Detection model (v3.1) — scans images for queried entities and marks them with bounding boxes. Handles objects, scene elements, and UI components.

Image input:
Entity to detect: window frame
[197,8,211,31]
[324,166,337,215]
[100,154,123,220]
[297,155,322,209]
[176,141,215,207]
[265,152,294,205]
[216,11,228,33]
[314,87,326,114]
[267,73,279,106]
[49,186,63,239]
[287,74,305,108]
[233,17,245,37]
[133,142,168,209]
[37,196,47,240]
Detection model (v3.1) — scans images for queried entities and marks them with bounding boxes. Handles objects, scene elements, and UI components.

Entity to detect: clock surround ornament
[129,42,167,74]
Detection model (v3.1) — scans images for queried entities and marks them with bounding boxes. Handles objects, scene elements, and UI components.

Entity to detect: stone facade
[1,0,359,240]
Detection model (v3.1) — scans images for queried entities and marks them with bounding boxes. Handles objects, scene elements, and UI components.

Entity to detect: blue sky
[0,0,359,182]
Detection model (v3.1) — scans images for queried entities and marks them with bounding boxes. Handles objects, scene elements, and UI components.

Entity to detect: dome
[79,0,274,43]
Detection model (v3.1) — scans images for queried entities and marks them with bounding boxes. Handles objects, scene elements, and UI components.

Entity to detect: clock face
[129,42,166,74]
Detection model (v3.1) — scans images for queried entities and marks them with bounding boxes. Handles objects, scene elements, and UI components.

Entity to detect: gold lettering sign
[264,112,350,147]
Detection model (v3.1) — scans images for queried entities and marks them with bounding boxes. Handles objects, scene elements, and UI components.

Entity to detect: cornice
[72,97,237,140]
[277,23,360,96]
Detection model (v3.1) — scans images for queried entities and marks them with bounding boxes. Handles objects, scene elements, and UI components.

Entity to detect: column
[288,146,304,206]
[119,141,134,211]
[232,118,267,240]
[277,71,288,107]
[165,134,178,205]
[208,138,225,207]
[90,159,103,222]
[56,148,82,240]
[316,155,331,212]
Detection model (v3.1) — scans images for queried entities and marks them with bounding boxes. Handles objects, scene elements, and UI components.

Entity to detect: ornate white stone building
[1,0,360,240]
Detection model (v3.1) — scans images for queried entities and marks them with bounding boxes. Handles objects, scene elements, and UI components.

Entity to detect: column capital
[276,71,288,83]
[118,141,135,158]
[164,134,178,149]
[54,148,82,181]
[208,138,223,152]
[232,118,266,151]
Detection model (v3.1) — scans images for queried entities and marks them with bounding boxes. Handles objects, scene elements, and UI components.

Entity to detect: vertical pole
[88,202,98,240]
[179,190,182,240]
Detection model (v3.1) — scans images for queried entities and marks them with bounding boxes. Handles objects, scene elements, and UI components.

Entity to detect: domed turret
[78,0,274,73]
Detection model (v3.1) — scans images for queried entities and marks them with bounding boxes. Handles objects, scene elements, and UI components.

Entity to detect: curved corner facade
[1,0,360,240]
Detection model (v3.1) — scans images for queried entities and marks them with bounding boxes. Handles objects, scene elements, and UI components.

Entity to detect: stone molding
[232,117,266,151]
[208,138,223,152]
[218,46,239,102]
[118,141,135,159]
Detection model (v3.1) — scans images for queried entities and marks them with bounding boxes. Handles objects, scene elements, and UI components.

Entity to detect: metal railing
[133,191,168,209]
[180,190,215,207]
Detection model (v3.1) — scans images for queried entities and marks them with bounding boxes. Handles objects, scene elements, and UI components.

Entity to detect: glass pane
=-=-=
What is needed: Output all of the data exactly as given.

Solved problem:
Detection model (v3.1) — scans images for queried entities and marks them with bounding boxes. Handles objects, scene elements, and UI components.

Image input:
Entity to detect: window frame
[197,8,211,31]
[324,166,337,215]
[100,154,123,220]
[297,155,322,209]
[176,141,215,207]
[265,152,294,205]
[216,11,228,33]
[314,87,326,114]
[267,73,279,106]
[49,186,63,239]
[287,74,305,108]
[233,17,245,37]
[133,142,168,209]
[37,196,47,240]
Detection model (v3.1) — scans images for queried entities and marks them with bounding boxes. Handles objects, scene elements, and UI components.

Entity to detect: clock surround ornament
[129,42,167,74]
Detection model (v3.1) — scans images for queried entities and marks them with bounding boxes. Handles objects, scene elements, and UI components.

Entity to detect: stone facade
[1,0,359,240]
Detection model (v3.1) — scans images for queried entities and marks them with bounding boxes. Handles objects, scene elements, and UI components.

Entity to detect: blue sky
[0,0,359,182]
Detection model (v3.1) — scans images for queried entities and marks them with bounding boxes. Handles objects, scene elements, and UI components.

Entity to detect: dome
[79,0,274,43]
Detection model (v3.1) — scans images for queried entities and marks them with bounding boxes. Handles objects, scene elements, and UI components.

Entity to detect: clock face
[129,42,166,74]
Detection model (v3.1) — scans images for queried entities and marks them with bounding boxes. Handles objects, scene elements, and UI components.

Entity to detect: gold lettering sign
[264,112,350,147]
Detection model (v3.1) — scans images for queried entities and marks them with bounding boxes. Handles objects, scene elements, and UI components.

Entity to detect: cornice
[72,97,237,140]
[277,23,360,96]
Detection model (v3.1) — scans images for queried entities and marks them with bounding boxes. Handles objects, scene elements, and UI components.

Entity to detect: column
[288,146,304,206]
[119,141,134,211]
[232,118,267,240]
[277,71,288,107]
[165,134,178,205]
[208,138,225,207]
[90,159,103,222]
[56,148,82,240]
[316,155,331,212]
Detection model (v3.1) — scans images for queried entities and marks them with bounding boxes. Handles objects, scene elements, and UI components.

Entity to detect: ornate white stone building
[1,0,360,240]
Detection model (v3.1) — scans images for queried entities and marks them with bounding boxes. Handles objects, scene elements, and UI components.

Entity to detect: column capital
[276,71,288,83]
[118,141,135,158]
[164,134,178,149]
[54,148,82,181]
[208,138,223,152]
[232,118,266,151]
Detection model (v3.1) — scans images for queried entities and marks them with bounding boxes. Handles objects, scene elements, and UI components.

Entity to detect: vertical pole
[88,202,98,240]
[179,190,182,240]
Detection model (v3.1) — scans images for queried entities and marks them with bounding boxes. Handles objects, scene elements, and UI components.

Entity to detect: domed turret
[78,0,274,73]
Detection model (v3.1) — scans images for queried entities and marks them with bounding boxes. Handles objects, scene elements, and UI components.

Entity to detect: curved corner facade
[1,0,360,240]
Detection model (v3.1) — scans images for queried entities and marks them with bounding boxes. Handles objects, scene elements, and UI components.

Entity to detect: stone molding
[232,117,266,151]
[208,138,223,152]
[218,46,239,102]
[118,141,135,159]
Detection model (v3.1) — scans images for queried entities and marks them with bounding boxes. Handles objects, scene elements, and UI components.

Entity to detect: metal railing
[133,191,168,209]
[180,190,215,207]
Detection model (v3.1) — scans images for queried entities and marks them with bounding boxes. Handles objects, scene elements, and UI components.

Entity to detect: glass pane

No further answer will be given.